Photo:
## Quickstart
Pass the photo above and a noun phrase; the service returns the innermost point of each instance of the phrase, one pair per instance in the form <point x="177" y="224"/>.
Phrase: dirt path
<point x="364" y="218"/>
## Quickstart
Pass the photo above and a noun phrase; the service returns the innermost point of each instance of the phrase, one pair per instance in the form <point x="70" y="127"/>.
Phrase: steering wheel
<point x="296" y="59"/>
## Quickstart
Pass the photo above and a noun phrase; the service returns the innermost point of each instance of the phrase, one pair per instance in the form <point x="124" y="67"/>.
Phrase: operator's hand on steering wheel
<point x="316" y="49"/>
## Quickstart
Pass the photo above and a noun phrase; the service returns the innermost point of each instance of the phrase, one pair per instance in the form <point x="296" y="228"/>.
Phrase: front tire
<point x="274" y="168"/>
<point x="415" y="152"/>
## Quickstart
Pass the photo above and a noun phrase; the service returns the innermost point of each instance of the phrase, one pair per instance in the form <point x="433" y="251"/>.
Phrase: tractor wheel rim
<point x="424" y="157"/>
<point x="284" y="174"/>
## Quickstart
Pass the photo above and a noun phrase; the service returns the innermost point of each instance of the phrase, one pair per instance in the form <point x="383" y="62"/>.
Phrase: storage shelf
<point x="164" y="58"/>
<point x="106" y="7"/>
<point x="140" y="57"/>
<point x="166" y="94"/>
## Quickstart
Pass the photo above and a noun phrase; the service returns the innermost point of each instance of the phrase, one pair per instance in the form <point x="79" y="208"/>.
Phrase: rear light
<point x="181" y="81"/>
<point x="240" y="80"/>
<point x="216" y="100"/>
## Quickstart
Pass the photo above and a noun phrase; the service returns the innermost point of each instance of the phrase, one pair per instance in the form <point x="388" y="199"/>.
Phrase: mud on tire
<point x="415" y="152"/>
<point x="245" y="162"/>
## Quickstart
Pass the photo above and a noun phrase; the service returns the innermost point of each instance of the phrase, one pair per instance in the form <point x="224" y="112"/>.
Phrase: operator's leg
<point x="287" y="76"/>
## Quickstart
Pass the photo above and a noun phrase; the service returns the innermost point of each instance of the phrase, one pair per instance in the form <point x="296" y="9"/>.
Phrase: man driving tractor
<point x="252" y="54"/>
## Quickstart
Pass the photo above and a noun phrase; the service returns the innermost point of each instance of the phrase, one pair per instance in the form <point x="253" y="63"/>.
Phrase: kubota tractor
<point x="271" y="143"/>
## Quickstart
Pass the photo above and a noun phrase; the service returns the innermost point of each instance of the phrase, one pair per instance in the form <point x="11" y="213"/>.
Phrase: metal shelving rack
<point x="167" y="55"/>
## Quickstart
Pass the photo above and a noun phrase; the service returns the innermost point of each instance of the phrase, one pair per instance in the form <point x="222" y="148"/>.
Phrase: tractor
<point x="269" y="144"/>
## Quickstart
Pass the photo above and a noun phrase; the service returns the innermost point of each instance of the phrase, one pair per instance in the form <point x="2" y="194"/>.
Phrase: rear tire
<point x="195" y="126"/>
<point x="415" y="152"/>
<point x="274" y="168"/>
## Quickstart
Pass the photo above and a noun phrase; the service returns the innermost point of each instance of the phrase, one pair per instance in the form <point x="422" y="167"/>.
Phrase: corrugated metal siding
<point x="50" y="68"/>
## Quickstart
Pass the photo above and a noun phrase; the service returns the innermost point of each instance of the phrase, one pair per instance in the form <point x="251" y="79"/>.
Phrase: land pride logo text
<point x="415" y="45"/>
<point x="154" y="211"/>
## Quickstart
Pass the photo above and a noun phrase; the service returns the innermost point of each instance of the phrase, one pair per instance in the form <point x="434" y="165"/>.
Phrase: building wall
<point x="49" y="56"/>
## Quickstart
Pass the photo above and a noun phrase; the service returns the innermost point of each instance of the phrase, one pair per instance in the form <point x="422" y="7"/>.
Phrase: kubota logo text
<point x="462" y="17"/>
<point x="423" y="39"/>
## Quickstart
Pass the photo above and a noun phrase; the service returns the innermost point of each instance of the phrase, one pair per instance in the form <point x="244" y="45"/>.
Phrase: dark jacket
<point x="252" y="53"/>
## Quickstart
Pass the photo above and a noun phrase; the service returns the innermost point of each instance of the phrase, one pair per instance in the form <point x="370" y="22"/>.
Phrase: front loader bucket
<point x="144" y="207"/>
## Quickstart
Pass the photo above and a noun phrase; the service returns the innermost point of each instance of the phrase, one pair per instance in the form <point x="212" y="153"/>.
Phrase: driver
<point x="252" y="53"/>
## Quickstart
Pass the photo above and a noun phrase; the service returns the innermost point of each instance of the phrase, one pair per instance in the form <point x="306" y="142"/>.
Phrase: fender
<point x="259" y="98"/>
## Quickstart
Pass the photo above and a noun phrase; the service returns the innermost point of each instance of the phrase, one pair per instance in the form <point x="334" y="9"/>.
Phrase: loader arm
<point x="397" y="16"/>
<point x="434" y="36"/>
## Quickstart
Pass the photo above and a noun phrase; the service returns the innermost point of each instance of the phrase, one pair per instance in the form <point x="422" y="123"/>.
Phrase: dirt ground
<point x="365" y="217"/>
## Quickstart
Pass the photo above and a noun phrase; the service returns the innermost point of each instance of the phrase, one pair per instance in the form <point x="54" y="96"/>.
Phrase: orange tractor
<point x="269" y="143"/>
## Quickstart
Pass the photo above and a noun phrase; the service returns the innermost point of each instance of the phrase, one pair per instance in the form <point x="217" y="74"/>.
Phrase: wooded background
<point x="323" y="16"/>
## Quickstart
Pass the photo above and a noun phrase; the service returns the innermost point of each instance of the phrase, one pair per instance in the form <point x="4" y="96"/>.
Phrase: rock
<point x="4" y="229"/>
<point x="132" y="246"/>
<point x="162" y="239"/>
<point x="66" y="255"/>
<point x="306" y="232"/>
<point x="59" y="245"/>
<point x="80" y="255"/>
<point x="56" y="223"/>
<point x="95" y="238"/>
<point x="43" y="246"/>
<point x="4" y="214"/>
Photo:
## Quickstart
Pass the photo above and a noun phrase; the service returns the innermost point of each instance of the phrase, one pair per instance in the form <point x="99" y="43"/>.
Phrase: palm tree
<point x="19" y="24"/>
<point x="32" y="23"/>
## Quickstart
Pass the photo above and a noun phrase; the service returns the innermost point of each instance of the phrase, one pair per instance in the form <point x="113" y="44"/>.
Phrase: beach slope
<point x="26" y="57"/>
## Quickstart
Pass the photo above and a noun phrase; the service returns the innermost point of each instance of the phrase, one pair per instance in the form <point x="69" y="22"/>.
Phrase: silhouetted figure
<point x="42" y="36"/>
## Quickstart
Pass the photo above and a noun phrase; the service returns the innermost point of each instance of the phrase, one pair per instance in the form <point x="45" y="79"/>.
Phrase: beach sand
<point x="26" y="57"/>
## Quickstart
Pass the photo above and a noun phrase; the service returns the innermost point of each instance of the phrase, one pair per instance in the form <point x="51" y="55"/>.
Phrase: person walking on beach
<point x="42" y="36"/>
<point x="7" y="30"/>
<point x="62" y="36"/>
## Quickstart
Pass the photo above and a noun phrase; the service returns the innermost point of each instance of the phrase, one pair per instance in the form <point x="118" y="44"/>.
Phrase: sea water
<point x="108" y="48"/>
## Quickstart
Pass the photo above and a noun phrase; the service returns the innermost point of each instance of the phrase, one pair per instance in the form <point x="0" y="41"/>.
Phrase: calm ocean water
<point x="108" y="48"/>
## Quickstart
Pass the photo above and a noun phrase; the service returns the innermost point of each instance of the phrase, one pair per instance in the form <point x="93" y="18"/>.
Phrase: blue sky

## [WHAT THE TASK ASKS]
Quote all of the entries exactly as they appear.

## [EXERCISE SOLUTION]
Photo:
## Quickstart
Pass the photo above and a noun phrase; the service returns the innermost point of each instance of the phrase, one pair per instance in the form <point x="177" y="224"/>.
Phrase: dirt path
<point x="364" y="218"/>
## Quickstart
Pass the photo above and a noun phrase; the service returns the innermost point of each instance of the phrase, one pair per instance in the form <point x="70" y="127"/>.
Phrase: steering wheel
<point x="296" y="59"/>
## Quickstart
Pass the photo above and a noun phrase; the service returns the innermost point of each instance of the phrase, one pair per instance in the form <point x="124" y="67"/>.
Phrase: operator's hand on steering wheel
<point x="316" y="49"/>
## Quickstart
Pass the photo above and a noun phrase; the service returns the innermost point of each instance of the phrase, one pair per instance in the form <point x="296" y="228"/>.
Phrase: front tire
<point x="274" y="168"/>
<point x="415" y="152"/>
## Quickstart
Pass the photo above and a noun phrase; the service returns the innermost point of each instance of the phrase, one pair per instance in the form <point x="433" y="251"/>.
Phrase: tractor wheel rim
<point x="424" y="157"/>
<point x="284" y="174"/>
## Quickstart
Pass the photo above and a noun phrase; the service returns the innermost point of each instance of the phrase, one pair per instance in the form <point x="383" y="62"/>.
Phrase: storage shelf
<point x="164" y="58"/>
<point x="106" y="7"/>
<point x="140" y="57"/>
<point x="166" y="94"/>
## Quickstart
Pass the photo above and a noun phrase; the service returns the innermost point of each instance of the phrase, one pair per instance in the form <point x="79" y="208"/>.
Phrase: rear light
<point x="181" y="81"/>
<point x="240" y="80"/>
<point x="216" y="100"/>
## Quickstart
Pass the photo above and a noun phrase; the service returns the innermost point of each instance of the phrase, one pair per instance in the form <point x="388" y="199"/>.
Phrase: mud on tire
<point x="415" y="152"/>
<point x="245" y="162"/>
## Quickstart
Pass the photo above and a noun phrase; the service returns the innermost point of each instance of the phrase, one pair per instance in the form <point x="224" y="112"/>.
Phrase: operator's leg
<point x="287" y="76"/>
## Quickstart
Pass the photo above and a noun phrase; the service returns the innermost point of each instance of the phrase, one pair per instance in the form <point x="296" y="9"/>.
Phrase: man driving tractor
<point x="252" y="54"/>
## Quickstart
Pass the photo above and a noun phrase; the service returns the innermost point of each instance of the phrase, one pair per instance in the form <point x="253" y="63"/>.
Phrase: kubota tractor
<point x="271" y="143"/>
## Quickstart
Pass the photo above and a noun phrase; the service returns the innermost point of each instance of the phrase, one pair per instance in the form <point x="11" y="213"/>.
Phrase: metal shelving rack
<point x="167" y="55"/>
## Quickstart
Pass the photo above and a noun phrase; the service returns the innermost point of each instance of the phrase, one pair per instance in the form <point x="222" y="148"/>.
Phrase: tractor
<point x="269" y="144"/>
## Quickstart
Pass the photo above and a noun phrase; the service returns the innermost point of each instance of the phrase, one pair per instance in the form <point x="2" y="194"/>.
Phrase: rear tire
<point x="195" y="126"/>
<point x="415" y="152"/>
<point x="274" y="168"/>
## Quickstart
Pass the photo above and a noun phrase; the service returns the innermost point of each instance of the phrase, one pair per instance in the form <point x="422" y="167"/>.
Phrase: corrugated metal siding
<point x="50" y="68"/>
## Quickstart
Pass the photo above and a noun phrase; the service returns the innermost point of each instance of the phrase, one pair per instance in the form <point x="251" y="79"/>.
Phrase: land pride logo text
<point x="415" y="45"/>
<point x="154" y="211"/>
## Quickstart
Pass the photo above and a noun phrase; the service returns the innermost point of each instance of the phrase, one pair per instance in the form <point x="434" y="165"/>.
Phrase: building wall
<point x="49" y="56"/>
## Quickstart
Pass the photo above and a noun phrase; the service returns the innermost point of each instance of the phrase, one pair per instance in the form <point x="422" y="7"/>.
Phrase: kubota logo text
<point x="462" y="17"/>
<point x="423" y="39"/>
## Quickstart
Pass the photo above and a noun phrase; the service returns the innermost point of each instance of the phrase, one pair per instance in the form <point x="244" y="45"/>.
Phrase: dark jacket
<point x="252" y="53"/>
## Quickstart
Pass the photo above and a noun phrase; the service returns the innermost point of each instance of the phrase, one pair per instance in the form <point x="370" y="22"/>.
Phrase: front loader bucket
<point x="144" y="207"/>
## Quickstart
Pass the photo above and a noun phrase; the service returns the innermost point of each instance of the phrase, one pair per instance in the form <point x="212" y="153"/>.
Phrase: driver
<point x="252" y="53"/>
## Quickstart
Pass the photo above and a noun phrase; the service returns the innermost point of each instance of the phrase, one pair per instance in the form <point x="306" y="142"/>.
Phrase: fender
<point x="259" y="98"/>
## Quickstart
Pass the photo above and a noun phrase; the service returns the innermost point of each instance of the phrase, one pair per instance in the form <point x="334" y="9"/>.
Phrase: loader arm
<point x="397" y="16"/>
<point x="434" y="36"/>
## Quickstart
Pass the photo above and a noun phrase; the service returns the innermost point of each instance of the phrase, one pair per instance in the form <point x="422" y="123"/>.
Phrase: dirt ground
<point x="365" y="217"/>
## Quickstart
Pass the photo above and a noun phrase; the service returns the innermost point of each instance of the phrase, one pair per instance in the form <point x="54" y="96"/>.
Phrase: orange tractor
<point x="269" y="143"/>
## Quickstart
Pass the photo above and a noun phrase; the service returns the innermost point of each instance of the phrase, one pair per instance in the form <point x="217" y="74"/>.
Phrase: wooded background
<point x="323" y="16"/>
## Quickstart
Pass the photo above and a noun phrase; the service returns the innermost point of each instance of the phrase, one pair per instance in the form <point x="4" y="96"/>.
Phrase: rock
<point x="4" y="229"/>
<point x="132" y="246"/>
<point x="162" y="239"/>
<point x="66" y="255"/>
<point x="306" y="232"/>
<point x="59" y="245"/>
<point x="80" y="255"/>
<point x="56" y="223"/>
<point x="95" y="238"/>
<point x="43" y="246"/>
<point x="4" y="214"/>
Photo:
## Quickstart
Pass the photo above and a noun phrase; the service returns the innermost point of each instance of the phrase, one pair per instance in the form <point x="99" y="43"/>.
Phrase: palm tree
<point x="19" y="24"/>
<point x="32" y="23"/>
## Quickstart
Pass the photo above and a noun phrase; the service returns the innermost point of each instance of the phrase, one pair per instance in the form <point x="113" y="44"/>.
Phrase: beach slope
<point x="26" y="57"/>
## Quickstart
Pass the photo above and a noun phrase; the service returns the innermost point of each instance of the phrase, one pair per instance in the form <point x="69" y="22"/>.
Phrase: silhouetted figure
<point x="42" y="36"/>
## Quickstart
Pass the photo above and a noun phrase; the service returns the innermost point of each instance of the phrase, one pair per instance in the form <point x="45" y="79"/>.
Phrase: beach sand
<point x="26" y="57"/>
## Quickstart
Pass the photo above and a noun phrase; the service returns the innermost point of each instance of the phrase, one pair per instance in the form <point x="51" y="55"/>.
Phrase: person walking on beach
<point x="42" y="36"/>
<point x="7" y="30"/>
<point x="62" y="36"/>
## Quickstart
Pass the photo above and a noun phrase; the service returns the innermost point of each instance of the phrase, one pair per instance in the form <point x="118" y="44"/>.
Phrase: sea water
<point x="108" y="48"/>
## Quickstart
Pass the photo above and a noun phrase; the service returns the innermost point of each instance of the phrase, one pair per instance in the form <point x="0" y="41"/>.
Phrase: calm ocean water
<point x="108" y="48"/>
## Quickstart
Pass the photo above and a noun phrase; the service returns the innermost point of each instance of the phrase, one pair per instance in the form <point x="93" y="18"/>.
Phrase: blue sky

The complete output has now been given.